### EJERCICIOS PROPUESTOS
1. Traduce al inglés esta oración del texto sobre la pandemia y la violencia de género: "Tal estudio presenta resultados que no configuran el problema estructural de la violencia de género, centrándose en la presentación de datos en el contexto de pandemia."
2. Enumera todos los nombres de personas o personajes mencionados en el texto sobre la pandemia y la violencia de género.

Qué tan necesario puede ser expresar
aquellas reflexiones que recorrieron sutilmente nuestras mentes, pero que
quedaron subordinadas ante la emergencia de la pandemia por coronavirus. La
oportunidad apremia para ensayar, esperemos, por lo menos parcialmente doce
respuestas. Una de estas la hemos abordado no hace mucho, de forma muy
específica y desde una perspectiva teórica de la cual nos alejaremos tan solo
un poco bajo la intención de hacerlo más personal.
En el artículo “El cuerpo femenino,
confinado y violentado: repensando La otra pandemia en casa desde una relectura
de M. Merleau-Ponty y S. De Beauvoir” presentamos un estudio realizado por
el mismo Estado Peruano como un instrumento poco crítico y hasta sospechoso.
Tal estudio presenta resultados que no configuran el problema estructural de la
violencia de género, centrándose en la presentación de datos en el contexto de
pandemia. Nuestra crítica deriva en contra de cualquier tipo de excusa que
presente como repentina e incalculable las consecuencias de la pandemia como
razón por la cual las cosas empeoraron.
Básicamente, esto último puede ser el
talón de Aquiles de cualquier argumentum
post pandemiam y, a la vez, el recurso para las reflexiones que intentamos
esbozar. Nuestro análisis recorre dos razonamientos que bien pueden haberse
formulado como preguntas a estudiantes de educación básica: ¿el confinamiento
podría mejorar la situación entre violentador y violentado? ¿acaso antes de la
pandemia la violencia de género no iba también en tendencia creciente? Pero,
no. Por alguna razón podemos interpretar que las víctimas terminan siendo
olvidadas, y es así como podemos proyectar sutilmente un par de ideas más.

### LISTADO EN ESTUDIO
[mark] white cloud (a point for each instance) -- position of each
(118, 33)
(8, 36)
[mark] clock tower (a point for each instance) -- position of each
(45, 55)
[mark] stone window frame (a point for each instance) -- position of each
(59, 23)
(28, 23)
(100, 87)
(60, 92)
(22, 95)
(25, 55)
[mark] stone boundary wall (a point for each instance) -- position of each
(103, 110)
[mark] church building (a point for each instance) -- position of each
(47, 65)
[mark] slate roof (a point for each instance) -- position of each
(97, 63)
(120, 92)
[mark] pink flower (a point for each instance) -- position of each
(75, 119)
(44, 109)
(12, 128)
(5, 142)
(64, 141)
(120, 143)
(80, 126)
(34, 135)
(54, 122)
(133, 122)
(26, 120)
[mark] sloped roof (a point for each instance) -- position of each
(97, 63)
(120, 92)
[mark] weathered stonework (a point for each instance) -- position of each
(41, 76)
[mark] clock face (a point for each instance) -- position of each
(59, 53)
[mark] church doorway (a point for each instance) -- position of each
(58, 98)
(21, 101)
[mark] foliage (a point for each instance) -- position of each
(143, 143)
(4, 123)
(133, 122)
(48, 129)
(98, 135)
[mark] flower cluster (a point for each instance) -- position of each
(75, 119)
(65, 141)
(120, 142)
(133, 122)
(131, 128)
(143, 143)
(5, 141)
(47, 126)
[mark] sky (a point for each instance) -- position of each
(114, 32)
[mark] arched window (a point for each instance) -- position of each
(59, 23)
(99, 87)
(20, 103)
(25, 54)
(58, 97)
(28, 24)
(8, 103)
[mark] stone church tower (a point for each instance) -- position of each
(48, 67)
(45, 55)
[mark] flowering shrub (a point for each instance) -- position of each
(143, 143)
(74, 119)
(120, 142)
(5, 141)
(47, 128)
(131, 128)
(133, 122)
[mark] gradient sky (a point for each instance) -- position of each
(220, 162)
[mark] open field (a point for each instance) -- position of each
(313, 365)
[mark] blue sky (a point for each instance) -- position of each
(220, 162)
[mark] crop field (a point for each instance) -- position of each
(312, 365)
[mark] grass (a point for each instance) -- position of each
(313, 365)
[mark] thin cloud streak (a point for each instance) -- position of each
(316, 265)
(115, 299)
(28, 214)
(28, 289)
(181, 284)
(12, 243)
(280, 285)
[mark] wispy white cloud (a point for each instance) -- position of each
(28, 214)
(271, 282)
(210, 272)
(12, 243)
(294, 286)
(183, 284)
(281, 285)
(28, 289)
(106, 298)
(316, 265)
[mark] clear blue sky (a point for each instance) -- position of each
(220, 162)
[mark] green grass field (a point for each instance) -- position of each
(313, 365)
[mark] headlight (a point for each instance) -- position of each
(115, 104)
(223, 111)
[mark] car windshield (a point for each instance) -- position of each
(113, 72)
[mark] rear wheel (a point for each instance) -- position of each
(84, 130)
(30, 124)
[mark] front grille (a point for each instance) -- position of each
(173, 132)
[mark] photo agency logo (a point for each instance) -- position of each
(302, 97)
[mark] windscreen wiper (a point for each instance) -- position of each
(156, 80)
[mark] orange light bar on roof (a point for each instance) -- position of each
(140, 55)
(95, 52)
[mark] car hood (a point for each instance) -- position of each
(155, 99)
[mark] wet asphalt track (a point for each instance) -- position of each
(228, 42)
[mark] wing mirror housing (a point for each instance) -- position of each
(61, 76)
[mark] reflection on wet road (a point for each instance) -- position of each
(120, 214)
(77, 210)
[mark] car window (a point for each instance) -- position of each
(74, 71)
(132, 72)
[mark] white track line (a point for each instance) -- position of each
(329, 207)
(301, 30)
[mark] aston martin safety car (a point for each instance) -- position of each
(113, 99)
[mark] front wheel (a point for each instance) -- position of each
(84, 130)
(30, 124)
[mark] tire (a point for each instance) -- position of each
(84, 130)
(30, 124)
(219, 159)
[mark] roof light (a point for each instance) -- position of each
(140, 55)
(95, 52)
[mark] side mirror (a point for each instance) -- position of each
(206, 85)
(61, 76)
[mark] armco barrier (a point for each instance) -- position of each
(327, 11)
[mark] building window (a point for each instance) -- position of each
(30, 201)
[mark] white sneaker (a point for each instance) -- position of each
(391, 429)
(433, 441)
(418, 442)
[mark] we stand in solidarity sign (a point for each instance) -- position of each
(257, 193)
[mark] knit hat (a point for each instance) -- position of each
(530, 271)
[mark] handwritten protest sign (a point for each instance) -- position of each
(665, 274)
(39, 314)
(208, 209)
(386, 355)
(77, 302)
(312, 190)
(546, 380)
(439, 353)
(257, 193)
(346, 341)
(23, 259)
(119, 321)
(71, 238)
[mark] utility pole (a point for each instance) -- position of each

### RESPUESTAS POR EJERCICIO
1. That study presents results that do not frame the structural problem of gender violence, focusing on the presentation of data in the context of the pandemic.

2.
- M. Merleau-Ponty
- S. De Beauvoir
- Aquiles